> [Problem 1]
In the essay on writing and cancer, why does the writer run from the Lower East Side to the Upper East Side in the 2019 memory? Answer in one to three sentences.
> [Problem 2]
Answer these questions about the essay on writing and cancer:
(a) What share of writing and communication problems does the essay say disappears once the two opening questions are answered?
(b) In what year is the New York City memory set?
(c) How long is the walking workout the writer finds on YouTube?
> [Problem 3]
Pick up the essay on writing and cancer after its last sentence and carry it forward.

> [Text block]

=====

The key to any successful written piece rests inside the answer to two simple questions:
What do you want to say?
Who are you talking to?
If you can answer these two questions, 70% of your writing and communication problems disappear. And as a veteran writing expert and coach, I tell you these two short questions are very very hard to answer.
I have no idea what I’m doing here. Who is this piece for? The cancer stuff and the other stuff not cancer stuff? You know—all the rest of my life?
Who am I writing for?
Is it you? Recently, a person who loves me and is reading about my cancer journey asked: “What’s it feel like?” To be in my body feeling these things? That is the whole point of writing after all—to build a bridge that connects people through story. By providing insight into an experience not your own, you thus impart wisdom to another.
Not-cancer people: Can learn what it feels like to be in the cancer journey
Cancer people: Can get insight into what the cancer journey looks like or be validated in their own journeys
Other stuff: I have a whole lot to say about product, entrepreneurship, creativity, writing, life and etc. That can be a whole lot of other people.
Is it me? Writing is a way to explore and figure out who you are and what you think. Often, what you read is the tippy-top-tail-end of the whole writing journey. Maybe what’s happening here is the messy part to?
Here’s what I mean.
Last week, I tried to write an answer to the person who loved me. The essay began:
I have a memory….
It’s 2019, and I’m living in New York City with only 20 minutes to get from the Lower East Side to the Upper East Side; that’s where my aerials class is. If I’m late, they’ll lock me out of the session.
I missed my bus. There are 20+ blocks between me and my destination. It’s summer and hot. So what do I do?
I run!
Weaving through pedestrians and sprinting across intersections, I arrive with just a minute to spare. Then, I’m up in the air! Twisting, turning, climbing, spinning, and hanging for the next 60 minutes.
When I’m done with class, I decide not to take the bus. Instead, I meander back the way I came. It’s me and New York City in the summer. How it brushes against my skin and fills my senses!
Then there’s recently.
I am flipping through YouTube channels for a workout class. These are the keywords I’m looking for: beginner, senior, low impact, easy. Eventually, I land on a walking workout for 30 minutes, but it’s too hard. It’s too fast. They are working out like regular out of shape people instead of regular out of shape people with several handicaps. I tap out every few exercises to lay on the ground until my body finishes trembling.

=====

Lines excerpted from a collection:

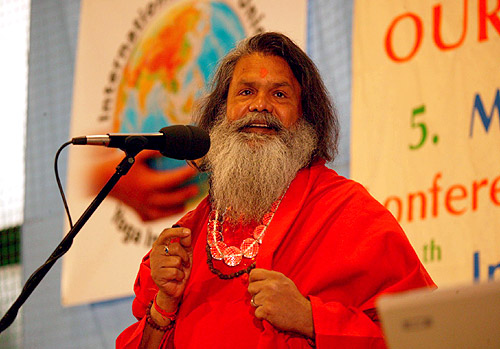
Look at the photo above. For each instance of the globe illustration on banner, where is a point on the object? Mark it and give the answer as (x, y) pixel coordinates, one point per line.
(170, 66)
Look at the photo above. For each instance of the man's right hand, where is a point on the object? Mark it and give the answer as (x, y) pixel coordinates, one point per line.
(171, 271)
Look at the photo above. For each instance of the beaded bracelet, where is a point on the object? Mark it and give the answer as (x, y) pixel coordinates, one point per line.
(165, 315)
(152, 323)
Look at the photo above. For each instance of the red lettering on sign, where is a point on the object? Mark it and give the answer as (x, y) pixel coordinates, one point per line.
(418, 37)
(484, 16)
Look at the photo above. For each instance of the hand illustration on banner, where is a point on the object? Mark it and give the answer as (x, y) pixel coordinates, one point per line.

=====

> [Written reply 1]
The writer had missed the bus and had only 20 minutes to cover more than 20 blocks to reach an aerials class. Arriving late would have meant being locked out of the session.

> [Written reply 2]
(a) 70%
(b) 2019
(c) 30 minutes

> [Written reply 3]
The instructor keeps saying: “The barrier is in your mind.” But I know that’s a lie! My body is the barrier. No matter what I think I’d like to do or like to accomplish, it keeps me very contained in the reality of what it’s able to accomplish. So after the video finishes, I roll out my muscles and grit my teeth to keep from crying.
Then I stopped.
What was I trying to say? That’s it hard to be in my body? To describe the bitterness and frustration I feel daily about not being who I was? If yes, then is that to help those who aren’t in the cancer journey understand it better? If no, then what comfort can I offer those in the cancer journey themselves?
Then I went to an art class, and in the art class, I had fun playing with colors and brushstrokes like this:
Which eventually led to this piece:
“There’s a story there,” the art teacher said. She was interested in the very rigid and defined way the beautiful pink and blue do not mix in with each other. “I think there’s something for you to explore about why you did that.”
She and I were the only two people in class. She and I both are on a cancer journey—I as the patient and she as the person who loved the cancer person (who died). She’s more than a decade into her journey. I am not.
One of the first things I said in her class was: “I’m not at the grateful part yet.”
And she was kind and let me feel that way.
But here in this art class, I wonder if that’s what I’m writing for here, too. Maybe that’s why I couldn’t finish the essay I started? Because maybe it’s not just about cataloging feelings for others? Maybe I actually am trying to find a way to gratitude? And this is part of my journey through art—written and physical—to do that?
Writing is all about two questions:
What do you want to say?
Who are you talking to?
And when you can answer both, then you have a journey that takes you and those who read it out of the writing itself and into the living, breathing world.